**Data section**

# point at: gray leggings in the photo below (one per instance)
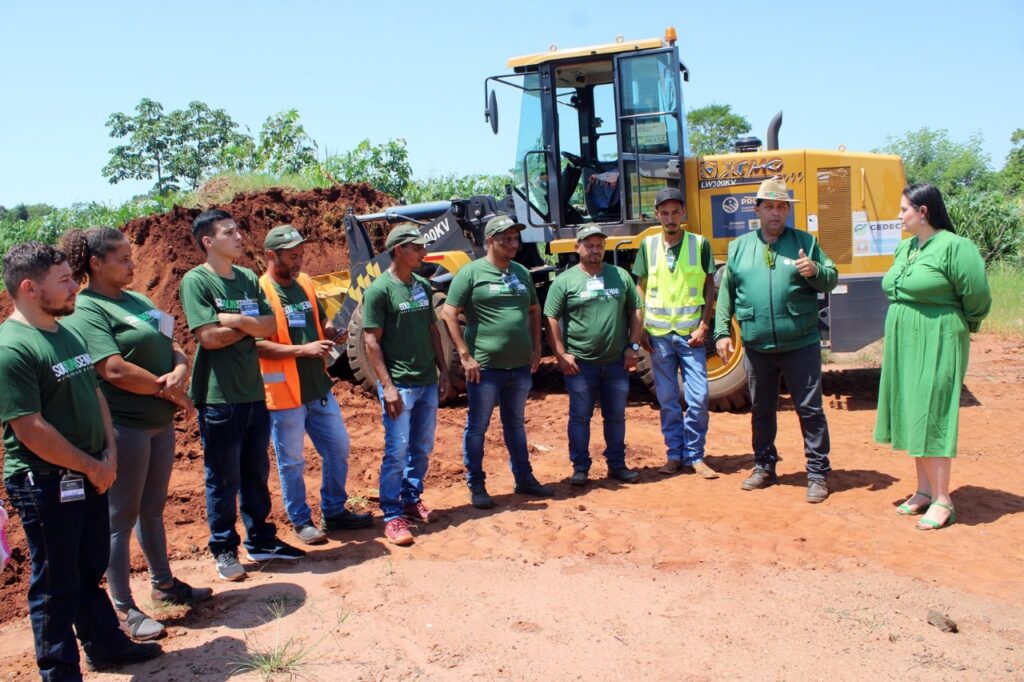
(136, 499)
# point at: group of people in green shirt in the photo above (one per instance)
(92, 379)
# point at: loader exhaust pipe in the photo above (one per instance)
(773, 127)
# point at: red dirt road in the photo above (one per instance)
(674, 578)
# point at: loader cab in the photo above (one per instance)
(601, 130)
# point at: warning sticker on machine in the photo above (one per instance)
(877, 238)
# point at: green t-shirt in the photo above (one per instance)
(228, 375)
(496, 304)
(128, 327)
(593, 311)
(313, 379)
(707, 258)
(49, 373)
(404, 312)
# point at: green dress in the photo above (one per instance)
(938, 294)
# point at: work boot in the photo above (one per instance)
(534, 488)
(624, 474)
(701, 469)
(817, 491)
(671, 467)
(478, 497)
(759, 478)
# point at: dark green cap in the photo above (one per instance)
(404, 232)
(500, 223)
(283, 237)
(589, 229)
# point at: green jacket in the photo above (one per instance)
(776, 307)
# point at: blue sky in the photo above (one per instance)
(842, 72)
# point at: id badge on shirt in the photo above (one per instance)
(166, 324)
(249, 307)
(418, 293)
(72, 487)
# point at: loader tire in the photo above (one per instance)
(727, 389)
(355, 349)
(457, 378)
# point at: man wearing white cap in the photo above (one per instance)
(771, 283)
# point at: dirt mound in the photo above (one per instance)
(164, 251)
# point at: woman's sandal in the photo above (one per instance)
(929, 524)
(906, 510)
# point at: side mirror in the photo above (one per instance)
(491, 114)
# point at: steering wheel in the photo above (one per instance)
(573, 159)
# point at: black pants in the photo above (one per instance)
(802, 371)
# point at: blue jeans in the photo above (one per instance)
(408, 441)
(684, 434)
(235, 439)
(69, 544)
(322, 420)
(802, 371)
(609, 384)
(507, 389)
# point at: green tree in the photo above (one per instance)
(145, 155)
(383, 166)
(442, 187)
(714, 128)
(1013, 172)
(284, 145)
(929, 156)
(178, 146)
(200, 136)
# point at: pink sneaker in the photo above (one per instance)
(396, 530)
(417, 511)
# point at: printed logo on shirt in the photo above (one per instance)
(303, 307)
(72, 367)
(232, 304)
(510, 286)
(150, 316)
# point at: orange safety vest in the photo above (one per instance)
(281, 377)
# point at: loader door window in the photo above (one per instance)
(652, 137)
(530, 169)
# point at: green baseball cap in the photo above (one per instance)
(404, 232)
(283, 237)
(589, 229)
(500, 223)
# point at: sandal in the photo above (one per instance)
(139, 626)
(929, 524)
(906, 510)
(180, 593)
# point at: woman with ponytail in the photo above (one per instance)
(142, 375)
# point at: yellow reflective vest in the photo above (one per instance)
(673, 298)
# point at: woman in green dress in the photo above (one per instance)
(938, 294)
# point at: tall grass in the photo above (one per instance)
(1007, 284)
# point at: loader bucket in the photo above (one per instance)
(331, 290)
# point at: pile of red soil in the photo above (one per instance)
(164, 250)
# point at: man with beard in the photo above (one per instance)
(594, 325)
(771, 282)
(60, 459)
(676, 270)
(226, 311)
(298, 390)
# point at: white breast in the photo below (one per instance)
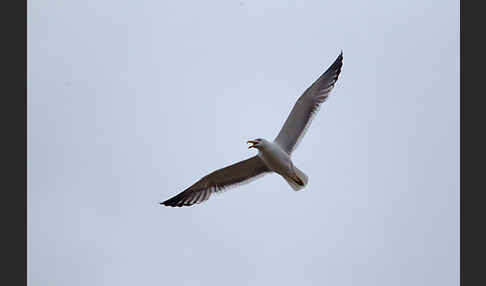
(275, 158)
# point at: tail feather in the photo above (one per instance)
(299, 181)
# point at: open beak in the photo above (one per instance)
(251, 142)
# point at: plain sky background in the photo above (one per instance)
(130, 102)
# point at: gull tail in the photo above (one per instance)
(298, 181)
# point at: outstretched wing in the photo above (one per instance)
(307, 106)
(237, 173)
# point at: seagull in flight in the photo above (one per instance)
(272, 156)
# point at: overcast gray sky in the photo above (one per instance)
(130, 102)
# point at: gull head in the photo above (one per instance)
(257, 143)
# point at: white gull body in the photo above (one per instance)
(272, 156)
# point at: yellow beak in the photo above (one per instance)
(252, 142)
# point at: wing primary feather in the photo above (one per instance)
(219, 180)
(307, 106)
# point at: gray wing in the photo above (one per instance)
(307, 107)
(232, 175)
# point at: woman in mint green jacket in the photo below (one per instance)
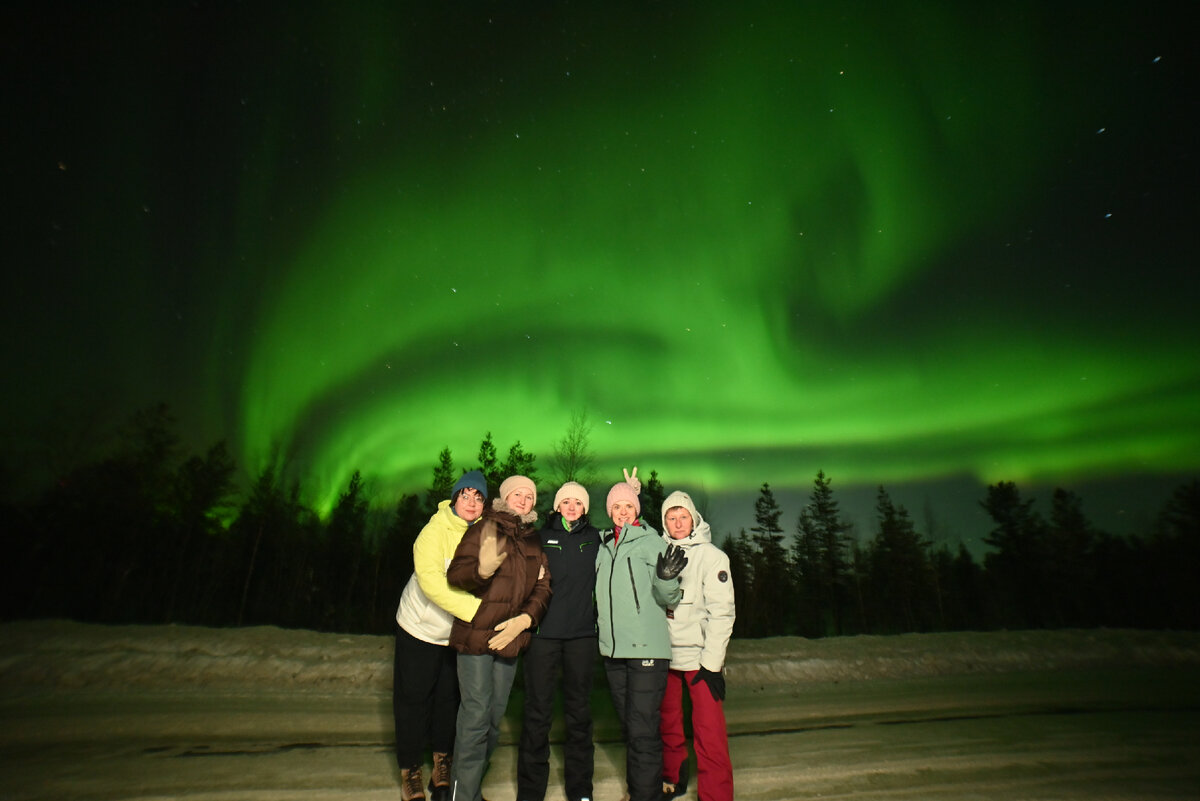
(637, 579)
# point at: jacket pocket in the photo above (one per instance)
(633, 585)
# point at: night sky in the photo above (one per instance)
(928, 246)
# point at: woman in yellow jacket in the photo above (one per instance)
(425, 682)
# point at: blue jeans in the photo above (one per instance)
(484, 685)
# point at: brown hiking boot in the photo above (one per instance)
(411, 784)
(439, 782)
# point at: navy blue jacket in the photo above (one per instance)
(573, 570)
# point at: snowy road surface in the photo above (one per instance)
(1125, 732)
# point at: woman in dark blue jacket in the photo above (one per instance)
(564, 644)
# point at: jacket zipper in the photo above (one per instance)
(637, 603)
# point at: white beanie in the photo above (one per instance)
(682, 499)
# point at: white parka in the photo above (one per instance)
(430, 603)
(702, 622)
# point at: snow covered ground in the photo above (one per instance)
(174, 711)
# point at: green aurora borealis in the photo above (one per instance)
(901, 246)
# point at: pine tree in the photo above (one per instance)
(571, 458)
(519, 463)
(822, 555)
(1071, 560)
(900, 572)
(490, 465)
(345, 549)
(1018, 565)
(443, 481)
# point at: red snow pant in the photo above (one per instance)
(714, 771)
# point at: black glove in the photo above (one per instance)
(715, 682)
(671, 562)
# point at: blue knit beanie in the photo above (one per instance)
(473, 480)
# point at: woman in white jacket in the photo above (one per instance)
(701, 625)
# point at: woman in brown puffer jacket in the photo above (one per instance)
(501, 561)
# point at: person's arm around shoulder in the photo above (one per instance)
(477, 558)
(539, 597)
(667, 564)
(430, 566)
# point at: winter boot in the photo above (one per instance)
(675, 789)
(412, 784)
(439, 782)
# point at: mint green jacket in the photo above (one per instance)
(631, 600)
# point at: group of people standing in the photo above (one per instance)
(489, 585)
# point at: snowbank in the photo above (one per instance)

**What you are asked to do**
Give back all entries exactly. No pictures belong in the copy.

**Solution for this exercise**
# point at: gray leggings in the photo below (one per instance)
(136, 499)
# point at: group of people in green shirt in the photo above (one per instance)
(92, 379)
# point at: loader exhaust pipe in the photo above (one per instance)
(773, 127)
# point at: red dirt road in the photo above (one per instance)
(674, 578)
# point at: loader cab in the photo above (one per instance)
(601, 130)
# point at: warning sticker on machine in the photo above (one per instance)
(877, 238)
# point at: green t-shirt in the photo above (one per instance)
(228, 375)
(496, 304)
(128, 327)
(593, 311)
(313, 379)
(707, 258)
(49, 373)
(404, 312)
# point at: green dress in the photo above (one per instance)
(938, 294)
# point at: work boot in the photo above (one per instance)
(534, 488)
(624, 474)
(701, 469)
(817, 491)
(671, 467)
(478, 497)
(759, 478)
# point at: dark green cap in the photo above (one per instance)
(404, 232)
(500, 223)
(283, 237)
(589, 229)
# point at: green jacket in the photo above (one per instance)
(776, 307)
# point at: blue sky in the photo above (one per instance)
(842, 72)
# point at: id badge on shirt in the photo above (one per instance)
(166, 324)
(249, 307)
(418, 293)
(72, 487)
# point at: loader tire in the photo above (one per instance)
(727, 389)
(355, 349)
(457, 378)
# point at: man wearing white cap in the photo above (one per instance)
(771, 283)
# point at: dirt mound in the photo above (one per instance)
(164, 251)
# point at: woman's sandal in the photo above (one per instance)
(929, 524)
(906, 510)
# point at: side mirror in the photo above (one per instance)
(491, 114)
# point at: steering wheel in the photo above (one per instance)
(573, 159)
# point at: black pants in the photo above (one per instance)
(802, 371)
# point at: blue jeans in the photo above (one per instance)
(408, 441)
(684, 434)
(235, 439)
(69, 544)
(322, 420)
(802, 371)
(609, 384)
(507, 389)
# point at: green tree in the photo above (one per instance)
(145, 155)
(383, 166)
(442, 187)
(714, 128)
(1013, 172)
(284, 145)
(929, 156)
(178, 146)
(200, 136)
# point at: pink sneaker in the photo above (one per instance)
(396, 530)
(417, 511)
# point at: printed logo on shirt in the photo above (one per instance)
(303, 307)
(72, 367)
(232, 304)
(510, 286)
(150, 316)
# point at: orange safety vest in the photo above (one per instance)
(281, 377)
# point at: loader door window in the photo above (one per instance)
(652, 137)
(530, 169)
# point at: green baseball cap in the photo above (one per instance)
(404, 232)
(283, 237)
(589, 229)
(500, 223)
# point at: sandal in the photo above (one per instance)
(139, 626)
(929, 524)
(906, 510)
(180, 593)
# point at: woman with ponytail in the photo above (one per instance)
(142, 375)
# point at: yellow reflective vest in the photo above (one per instance)
(673, 298)
# point at: woman in green dress in the photo above (one per instance)
(938, 294)
# point at: tall grass in the photo above (one per instance)
(1007, 284)
# point at: loader bucket in the photo above (one per instance)
(331, 290)
# point at: pile of red soil in the photo above (one per instance)
(164, 250)
# point at: man with beard in the photo above (one per instance)
(594, 325)
(771, 282)
(60, 459)
(676, 270)
(226, 311)
(298, 390)
# point at: white breast in the photo below (one per instance)
(275, 158)
# point at: tail feather in the photo above (one per instance)
(299, 181)
# point at: open beak in the photo above (one per instance)
(251, 142)
# point at: plain sky background in the photo above (one per instance)
(130, 102)
# point at: gull tail in the photo above (one per instance)
(298, 181)
# point at: outstretched wing in the photo above (one per instance)
(307, 106)
(237, 173)
# point at: seagull in flight in the photo above (one per instance)
(272, 156)
# point at: overcast gray sky in the photo above (one per instance)
(130, 102)
# point at: gull head in the photo above (one per instance)
(257, 143)
# point at: white gull body in the photo above (one per instance)
(272, 156)
# point at: yellow beak in the photo above (one per instance)
(252, 142)
# point at: wing primary feather in the photo above (one per instance)
(219, 180)
(307, 106)
# point at: gray wing in the photo above (one per instance)
(307, 107)
(232, 175)
# point at: woman in mint green jacket in the photo below (one per instance)
(637, 579)
# point at: jacket pocket in the photo above (one per instance)
(633, 585)
# point at: night sky in the photo above (one per instance)
(928, 246)
# point at: woman in yellow jacket in the photo above (one per instance)
(425, 682)
# point at: blue jeans in the photo above (one per instance)
(484, 685)
# point at: brown hiking boot in the photo above (one per instance)
(411, 784)
(439, 782)
# point at: navy blue jacket in the photo above (one per instance)
(573, 570)
# point at: snowy road surface in the photo above (one per instance)
(1125, 732)
# point at: woman in dark blue jacket in the photo above (one per instance)
(564, 644)
# point at: jacket zipper in the photo above (one per instance)
(637, 603)
# point at: white beanie in the photo above (one per instance)
(682, 499)
# point at: white parka in the photo above (one per instance)
(430, 603)
(702, 622)
# point at: snow covered ground in the photo above (one per instance)
(174, 711)
# point at: green aurora borealis in the photo above (one per instance)
(901, 246)
# point at: pine tree in the photo above (one per instance)
(571, 458)
(519, 463)
(822, 555)
(1071, 560)
(900, 572)
(490, 465)
(345, 549)
(1018, 565)
(443, 481)
# point at: red snow pant in the photo above (one per instance)
(714, 771)
# point at: black glove in the photo above (one per instance)
(715, 682)
(671, 562)
# point at: blue knit beanie in the photo above (one per instance)
(473, 480)
# point at: woman in white jacket in the photo above (one per instance)
(701, 625)
# point at: woman in brown puffer jacket in the photo above (one per instance)
(501, 561)
# point at: person's arm around shoulder in the photo above (one per instance)
(477, 558)
(539, 597)
(667, 564)
(430, 566)
# point at: winter boot in the photo above (one per instance)
(675, 789)
(412, 784)
(439, 782)
# point at: mint green jacket in the photo above (one per instance)
(631, 600)
# point at: group of people standing in the photo above (one per instance)
(489, 585)
# point at: snowbank in the photo above (one per instance)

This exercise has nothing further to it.